Convert the records below into a Markdown table with the columns "No." and "Entry," putting a running row number in the first column and one line per row in the second. Leave out blank lines.

[Location identification entries]
"""

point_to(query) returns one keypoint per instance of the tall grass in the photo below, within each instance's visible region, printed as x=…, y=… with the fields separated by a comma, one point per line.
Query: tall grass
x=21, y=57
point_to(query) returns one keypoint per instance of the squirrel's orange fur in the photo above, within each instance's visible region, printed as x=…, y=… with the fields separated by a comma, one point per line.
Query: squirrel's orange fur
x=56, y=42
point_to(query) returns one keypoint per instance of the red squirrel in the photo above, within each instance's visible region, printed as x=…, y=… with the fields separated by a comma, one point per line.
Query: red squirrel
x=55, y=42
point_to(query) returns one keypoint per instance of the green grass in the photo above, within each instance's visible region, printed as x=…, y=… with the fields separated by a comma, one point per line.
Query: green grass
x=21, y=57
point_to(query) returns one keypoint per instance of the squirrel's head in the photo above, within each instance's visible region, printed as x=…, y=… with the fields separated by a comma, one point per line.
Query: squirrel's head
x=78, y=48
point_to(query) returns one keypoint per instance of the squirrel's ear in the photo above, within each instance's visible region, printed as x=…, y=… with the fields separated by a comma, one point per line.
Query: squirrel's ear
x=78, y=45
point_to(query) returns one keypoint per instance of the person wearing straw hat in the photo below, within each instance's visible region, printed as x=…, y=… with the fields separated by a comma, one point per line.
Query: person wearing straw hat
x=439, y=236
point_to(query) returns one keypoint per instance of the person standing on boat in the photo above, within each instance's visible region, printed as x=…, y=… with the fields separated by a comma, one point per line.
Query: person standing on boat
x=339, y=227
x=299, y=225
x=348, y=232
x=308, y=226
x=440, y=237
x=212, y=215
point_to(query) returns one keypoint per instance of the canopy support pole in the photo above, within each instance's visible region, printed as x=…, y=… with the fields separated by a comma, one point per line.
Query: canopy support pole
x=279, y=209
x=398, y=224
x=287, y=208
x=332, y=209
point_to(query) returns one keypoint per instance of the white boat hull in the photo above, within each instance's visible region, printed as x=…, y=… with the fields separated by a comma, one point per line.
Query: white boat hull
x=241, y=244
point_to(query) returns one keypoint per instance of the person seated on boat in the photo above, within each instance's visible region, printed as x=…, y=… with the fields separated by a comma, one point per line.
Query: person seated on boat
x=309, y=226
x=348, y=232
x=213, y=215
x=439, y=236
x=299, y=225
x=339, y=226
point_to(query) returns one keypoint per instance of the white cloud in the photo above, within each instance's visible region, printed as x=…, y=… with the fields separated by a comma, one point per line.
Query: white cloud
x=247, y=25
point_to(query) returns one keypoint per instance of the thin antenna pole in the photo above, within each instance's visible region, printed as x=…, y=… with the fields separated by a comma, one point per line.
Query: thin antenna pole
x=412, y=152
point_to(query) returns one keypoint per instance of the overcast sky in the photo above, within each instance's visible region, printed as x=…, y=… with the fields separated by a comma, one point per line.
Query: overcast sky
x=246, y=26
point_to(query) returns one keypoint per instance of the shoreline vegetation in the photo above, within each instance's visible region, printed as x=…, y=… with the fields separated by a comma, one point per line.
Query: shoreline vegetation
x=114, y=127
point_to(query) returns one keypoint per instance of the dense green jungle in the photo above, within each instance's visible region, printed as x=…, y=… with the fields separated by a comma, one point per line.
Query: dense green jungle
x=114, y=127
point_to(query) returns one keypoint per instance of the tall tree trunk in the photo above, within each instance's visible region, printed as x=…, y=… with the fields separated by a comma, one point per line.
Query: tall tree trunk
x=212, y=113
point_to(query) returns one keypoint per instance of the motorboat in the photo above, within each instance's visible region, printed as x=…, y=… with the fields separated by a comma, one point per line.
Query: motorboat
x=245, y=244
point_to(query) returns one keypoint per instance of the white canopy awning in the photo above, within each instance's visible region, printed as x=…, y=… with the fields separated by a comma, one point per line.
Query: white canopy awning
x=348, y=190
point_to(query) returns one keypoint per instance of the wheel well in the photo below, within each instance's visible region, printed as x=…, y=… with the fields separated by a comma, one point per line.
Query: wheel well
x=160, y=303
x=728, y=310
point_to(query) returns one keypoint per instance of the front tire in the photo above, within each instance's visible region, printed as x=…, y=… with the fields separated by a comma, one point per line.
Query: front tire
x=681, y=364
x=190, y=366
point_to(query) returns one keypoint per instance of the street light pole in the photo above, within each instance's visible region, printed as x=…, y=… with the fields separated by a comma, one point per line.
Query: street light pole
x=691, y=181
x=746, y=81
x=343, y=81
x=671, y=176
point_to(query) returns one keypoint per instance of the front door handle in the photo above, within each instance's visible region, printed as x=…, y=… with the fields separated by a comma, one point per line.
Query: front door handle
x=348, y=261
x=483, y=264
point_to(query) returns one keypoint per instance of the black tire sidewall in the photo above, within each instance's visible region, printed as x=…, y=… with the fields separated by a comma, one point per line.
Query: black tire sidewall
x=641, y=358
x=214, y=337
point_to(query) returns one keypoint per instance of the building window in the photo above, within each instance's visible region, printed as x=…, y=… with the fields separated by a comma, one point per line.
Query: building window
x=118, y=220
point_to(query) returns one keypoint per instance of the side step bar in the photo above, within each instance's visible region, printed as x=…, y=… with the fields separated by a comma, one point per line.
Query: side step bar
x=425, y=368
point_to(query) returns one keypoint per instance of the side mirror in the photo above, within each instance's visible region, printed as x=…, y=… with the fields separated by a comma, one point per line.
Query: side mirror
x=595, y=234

"""

*Solution to the problem*.
| No. | Entry |
|---|---|
| 1 | point_to(query) returns one keypoint per instance of the tall grass in the photo below, within each instance's visible region, printed as x=…, y=… with the fields separated by a comma, one point per line. |
| 2 | Query: tall grass |
| 3 | x=21, y=57 |
| 4 | point_to(query) returns one keypoint per instance of the squirrel's orange fur in the photo above, within each instance's visible region, printed as x=…, y=… with the fields separated by a comma, one point per line. |
| 5 | Query: squirrel's orange fur |
| 6 | x=56, y=42 |
| 7 | point_to(query) returns one keypoint per instance of the red squirrel in the photo above, within each instance's visible region, printed as x=…, y=… with the fields separated by a comma, one point per line. |
| 8 | Query: red squirrel |
| 9 | x=55, y=42 |
| 10 | point_to(query) returns one keypoint per instance of the green grass in the photo above, within each instance's visible region, printed as x=…, y=… with the fields separated by a comma, one point per line. |
| 11 | Query: green grass |
| 12 | x=21, y=57 |
| 13 | point_to(query) returns one keypoint per instance of the squirrel's head in the photo above, within each instance's visible region, printed as x=…, y=… with the fields separated by a comma, one point per line. |
| 14 | Query: squirrel's head |
| 15 | x=78, y=48 |
| 16 | point_to(query) returns one keypoint per instance of the squirrel's ear in the photo above, within each instance's visible region, printed as x=…, y=… with the fields separated by a comma, one point per line. |
| 17 | Query: squirrel's ear |
| 18 | x=78, y=45 |
| 19 | point_to(query) returns one keypoint per instance of the person wearing straw hat in the photo below, within each instance's visible region, printed as x=…, y=… with the fields separated by a comma, one point per line. |
| 20 | Query: person wearing straw hat |
| 21 | x=439, y=236 |
| 22 | point_to(query) returns one keypoint per instance of the person standing on boat in the photo above, within each instance's visible region, printed as x=…, y=… with the fields separated by a comma, one point per line. |
| 23 | Query: person standing on boat |
| 24 | x=339, y=227 |
| 25 | x=299, y=225 |
| 26 | x=348, y=232 |
| 27 | x=308, y=226 |
| 28 | x=440, y=237 |
| 29 | x=212, y=215 |
| 30 | point_to(query) returns one keypoint per instance of the canopy support pole in the photo above, within each instance's visible region, printed as x=…, y=… with the fields separated by a comma, one point per line. |
| 31 | Query: canopy support pole |
| 32 | x=279, y=209 |
| 33 | x=398, y=224 |
| 34 | x=287, y=208 |
| 35 | x=332, y=209 |
| 36 | point_to(query) returns one keypoint per instance of the white boat hull in the photo above, within each instance's visible region, printed as x=…, y=… with the fields separated by a comma, one point per line. |
| 37 | Query: white boat hull |
| 38 | x=241, y=244 |
| 39 | point_to(query) returns one keypoint per instance of the person seated on boat in the photo above, within each instance's visible region, printed as x=…, y=… with the fields separated by a comma, one point per line. |
| 40 | Query: person seated on boat |
| 41 | x=309, y=226 |
| 42 | x=348, y=232 |
| 43 | x=213, y=215 |
| 44 | x=439, y=236 |
| 45 | x=299, y=225 |
| 46 | x=339, y=226 |
| 47 | point_to(query) returns one keypoint per instance of the white cloud in the photo above, within each instance's visible region, printed as x=…, y=… with the fields separated by a comma, one point per line. |
| 48 | Query: white cloud |
| 49 | x=247, y=25 |
| 50 | point_to(query) returns one keypoint per instance of the thin antenna pole in the photo above, within each instance's visible region, printed as x=…, y=… with the fields separated by a comma, one point per line. |
| 51 | Query: thin antenna pole |
| 52 | x=412, y=152 |
| 53 | point_to(query) returns one keypoint per instance of the overcast sky in the photo above, within each instance's visible region, printed as x=…, y=… with the fields separated by a comma, one point per line. |
| 54 | Query: overcast sky |
| 55 | x=246, y=26 |
| 56 | point_to(query) returns one keypoint per instance of the shoreline vegetation in the photo above, within each instance's visible region, printed as x=…, y=… with the fields separated by a comma, one point per line. |
| 57 | Query: shoreline vegetation |
| 58 | x=114, y=127 |
| 59 | point_to(query) returns one keypoint per instance of the dense green jungle in the photo above, within each instance's visible region, printed as x=…, y=… with the fields separated by a comma, one point per line. |
| 60 | Query: dense green jungle |
| 61 | x=114, y=127 |
| 62 | point_to(query) returns one keypoint per instance of the tall tree trunk in the photo above, within each instance's visible region, printed as x=…, y=… with the fields separated by a comma, one point per line. |
| 63 | Query: tall tree trunk |
| 64 | x=212, y=113 |
| 65 | point_to(query) returns one keypoint per instance of the motorboat in the photo above, within each instance's visible region, printed as x=…, y=… with the fields separated by a comma, one point per line. |
| 66 | Query: motorboat |
| 67 | x=245, y=244 |
| 68 | point_to(query) returns one keypoint per instance of the white canopy awning in the photo above, within each instance's visible region, printed as x=…, y=… with the fields separated by a comma, one point per line. |
| 69 | Query: white canopy awning |
| 70 | x=348, y=190 |
| 71 | point_to(query) returns one keypoint per instance of the wheel well in the photo below, within each instance's visible region, printed as x=…, y=… with the fields separated by a comma, one point per line. |
| 72 | Query: wheel well |
| 73 | x=160, y=303 |
| 74 | x=728, y=310 |
| 75 | point_to(query) returns one keypoint per instance of the front tire in the photo above, within each instance's visible region, printed as x=…, y=… with the fields separated by a comma, one point per line. |
| 76 | Query: front tire |
| 77 | x=681, y=364 |
| 78 | x=190, y=366 |
| 79 | point_to(query) returns one keypoint per instance of the street light pole in the photo above, within each instance's visible region, printed as x=…, y=… with the fields separated by a comma, one point per line. |
| 80 | Query: street light pole |
| 81 | x=691, y=181 |
| 82 | x=746, y=81 |
| 83 | x=343, y=81 |
| 84 | x=671, y=176 |
| 85 | point_to(query) returns one keypoint per instance of the front door handle in the photo above, within each instance's visible region, printed as x=…, y=… with the fields separated by a comma, one point per line. |
| 86 | Query: front door handle |
| 87 | x=348, y=261 |
| 88 | x=483, y=264 |
| 89 | point_to(query) returns one keypoint per instance of the black tire sidewall in the photo above, within each instance's visible region, printed as x=…, y=… with the fields separated by a comma, one point per line. |
| 90 | Query: black tire sidewall |
| 91 | x=641, y=358 |
| 92 | x=214, y=337 |
| 93 | point_to(query) returns one keypoint per instance of the building window in the photo above, within each instance's visible region, printed as x=…, y=… with the fields separated by a comma, one point per line. |
| 94 | Query: building window |
| 95 | x=118, y=220 |
| 96 | point_to(query) returns one keypoint per instance of the side step bar in the photo above, within each instance's visible region, printed as x=…, y=… with the fields separated by a comma, one point per line. |
| 97 | Query: side step bar |
| 98 | x=425, y=368 |
| 99 | point_to(query) returns one keypoint per instance of the side mirror in the photo above, within each instance's visible region, printed as x=…, y=… with the fields separated by a comma, one point per line. |
| 100 | Query: side mirror |
| 101 | x=595, y=234 |